** Opening Text passage block **

Exergy, Exergy–Economics and Pinch Analyses of Butadiene Production Process from Sweet Sorghum

Abstract

Abstract The utilization of biomass to generate energy, chemicals and materials is one of the essential elements of sustainable development. It would be beneficial if substitutes for these petrochemicals are developed with an eye to the future. Currently, research is being done to discover ways to produce petrochemicals in an eco-friendlier way, e.g., converting biomass towards bulk chemicals like butadiene. Butadiene is an essential element in the petrochemical sector, and demand for it has increased along with the expansion of the petrochemical market. Furthermore, rubber products have a wide range of applications in the automotive, oil and gas, medical and plastic industries. When oil prices are stable, the rubber market becomes steady and prices become reasonable. In contributing to this development, an energy efficient plant has been designed in this work. The plant uses sweet sorghum as the main raw material stream and produced 30,000 kg/hr of 1, 3-butadiene. The process consisted of four distinct stages: juice extraction, fermentation, ethanol dehydration and butadiene separation. The thermodynamic method used in the simulation was Non-Random Two-Liquid (NRTL) model. The results from the work provided a design and an economic analysis for a complete butadiene production plant. Mass and energy balances were also provided, and the utility requirements were determined by exergy, exergy-economics and pinch studies using Aspen Plus software.

** Closing Text passage block **

**Directions**
Quote the whole text on butadiene production from sweet sorghum, word for word. You won't need the records.

** Opening Data extracts block **

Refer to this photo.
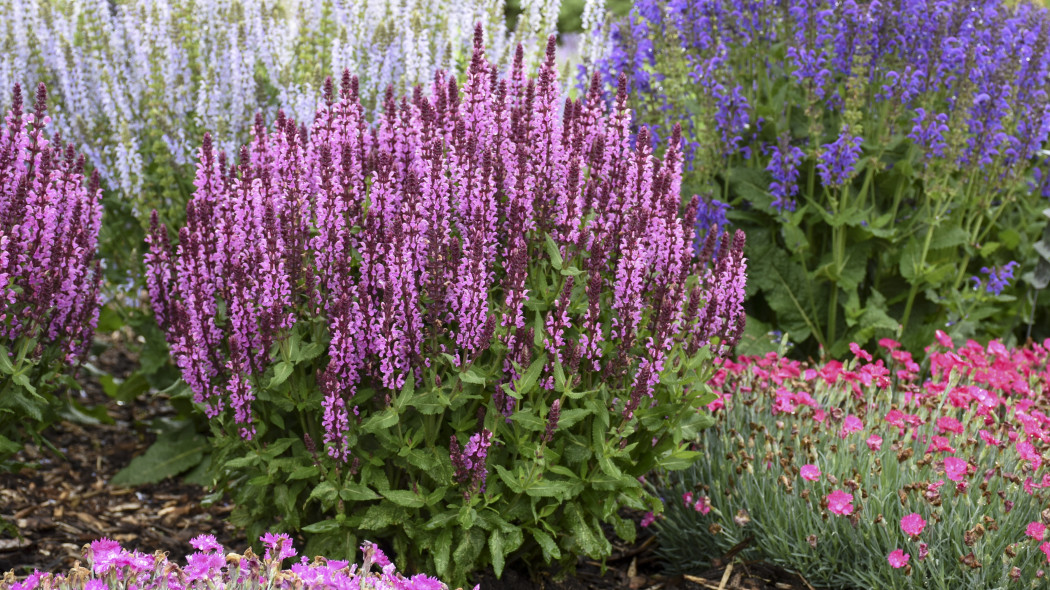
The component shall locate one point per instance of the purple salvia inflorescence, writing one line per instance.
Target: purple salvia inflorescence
(418, 235)
(49, 219)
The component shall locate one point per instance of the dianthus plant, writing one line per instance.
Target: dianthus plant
(110, 566)
(874, 473)
(48, 276)
(467, 329)
(879, 154)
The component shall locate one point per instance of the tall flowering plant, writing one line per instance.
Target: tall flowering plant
(468, 328)
(135, 83)
(879, 154)
(875, 472)
(49, 219)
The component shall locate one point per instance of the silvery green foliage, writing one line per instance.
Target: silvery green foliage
(137, 82)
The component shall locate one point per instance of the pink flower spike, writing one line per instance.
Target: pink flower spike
(1036, 530)
(860, 353)
(702, 505)
(944, 340)
(898, 559)
(912, 524)
(811, 472)
(840, 503)
(206, 543)
(280, 544)
(849, 425)
(954, 468)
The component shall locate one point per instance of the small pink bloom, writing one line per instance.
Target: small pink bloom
(949, 424)
(912, 524)
(1036, 530)
(944, 339)
(860, 353)
(849, 425)
(954, 468)
(840, 503)
(898, 559)
(889, 343)
(702, 505)
(811, 472)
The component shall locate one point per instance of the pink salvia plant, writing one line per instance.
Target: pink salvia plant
(49, 220)
(413, 236)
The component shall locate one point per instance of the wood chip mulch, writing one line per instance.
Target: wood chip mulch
(62, 503)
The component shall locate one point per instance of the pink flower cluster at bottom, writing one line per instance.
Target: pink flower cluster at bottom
(109, 564)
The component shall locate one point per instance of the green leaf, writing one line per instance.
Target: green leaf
(442, 549)
(547, 545)
(326, 492)
(330, 525)
(524, 385)
(166, 458)
(305, 472)
(680, 459)
(496, 551)
(528, 420)
(553, 252)
(403, 498)
(585, 536)
(380, 421)
(281, 372)
(471, 377)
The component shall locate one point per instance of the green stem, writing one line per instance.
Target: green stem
(918, 279)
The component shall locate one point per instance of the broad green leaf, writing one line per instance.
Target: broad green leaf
(330, 525)
(166, 458)
(281, 372)
(404, 498)
(553, 253)
(550, 550)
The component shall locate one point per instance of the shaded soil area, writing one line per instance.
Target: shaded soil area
(60, 503)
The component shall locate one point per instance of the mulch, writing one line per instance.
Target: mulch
(60, 503)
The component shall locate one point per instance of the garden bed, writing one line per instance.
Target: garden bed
(60, 504)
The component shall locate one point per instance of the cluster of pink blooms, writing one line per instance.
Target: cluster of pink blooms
(111, 566)
(417, 236)
(49, 220)
(972, 427)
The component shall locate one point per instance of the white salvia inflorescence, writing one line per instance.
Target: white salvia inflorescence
(137, 80)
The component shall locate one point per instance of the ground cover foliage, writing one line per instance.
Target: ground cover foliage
(875, 473)
(483, 313)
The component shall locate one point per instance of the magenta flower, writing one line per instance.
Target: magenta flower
(702, 505)
(280, 544)
(898, 559)
(954, 468)
(849, 425)
(949, 424)
(912, 524)
(840, 503)
(206, 543)
(811, 472)
(1036, 530)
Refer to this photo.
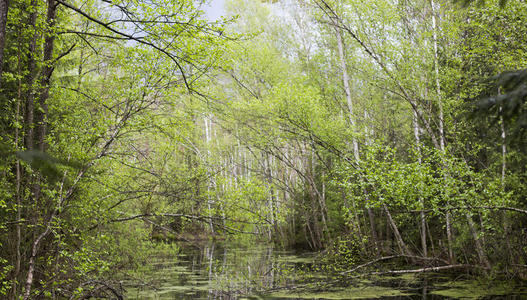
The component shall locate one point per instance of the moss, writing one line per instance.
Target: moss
(347, 293)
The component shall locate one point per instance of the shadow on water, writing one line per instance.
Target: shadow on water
(216, 271)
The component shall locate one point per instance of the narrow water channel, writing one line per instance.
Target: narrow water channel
(217, 271)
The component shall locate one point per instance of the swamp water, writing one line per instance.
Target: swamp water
(216, 271)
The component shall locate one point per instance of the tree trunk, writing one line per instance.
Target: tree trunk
(441, 120)
(400, 242)
(421, 200)
(479, 248)
(4, 7)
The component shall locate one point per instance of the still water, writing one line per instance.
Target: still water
(218, 271)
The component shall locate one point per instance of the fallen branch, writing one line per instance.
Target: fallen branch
(422, 270)
(519, 210)
(389, 258)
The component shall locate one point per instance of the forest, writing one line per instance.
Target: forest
(381, 132)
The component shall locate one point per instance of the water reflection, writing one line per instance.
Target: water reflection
(214, 271)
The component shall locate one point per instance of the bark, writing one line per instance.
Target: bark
(47, 71)
(479, 248)
(421, 200)
(30, 80)
(400, 242)
(18, 257)
(441, 119)
(4, 8)
(347, 90)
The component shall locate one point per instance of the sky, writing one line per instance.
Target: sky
(215, 9)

** Closing Data extracts block **

**Exercise solution**
Exergy, Exergy–Economics and Pinch Analyses of Butadiene Production Process from Sweet Sorghum

Abstract

Abstract The utilization of biomass to generate energy, chemicals and materials is one of the essential elements of sustainable development. It would be beneficial if substitutes for these petrochemicals are developed with an eye to the future. Currently, research is being done to discover ways to produce petrochemicals in an eco-friendlier way, e.g., converting biomass towards bulk chemicals like butadiene. Butadiene is an essential element in the petrochemical sector, and demand for it has increased along with the expansion of the petrochemical market. Furthermore, rubber products have a wide range of applications in the automotive, oil and gas, medical and plastic industries. When oil prices are stable, the rubber market becomes steady and prices become reasonable. In contributing to this development, an energy efficient plant has been designed in this work. The plant uses sweet sorghum as the main raw material stream and produced 30,000 kg/hr of 1, 3-butadiene. The process consisted of four distinct stages: juice extraction, fermentation, ethanol dehydration and butadiene separation. The thermodynamic method used in the simulation was Non-Random Two-Liquid (NRTL) model. The results from the work provided a design and an economic analysis for a complete butadiene production plant. Mass and energy balances were also provided, and the utility requirements were determined by exergy, exergy-economics and pinch studies using Aspen Plus software.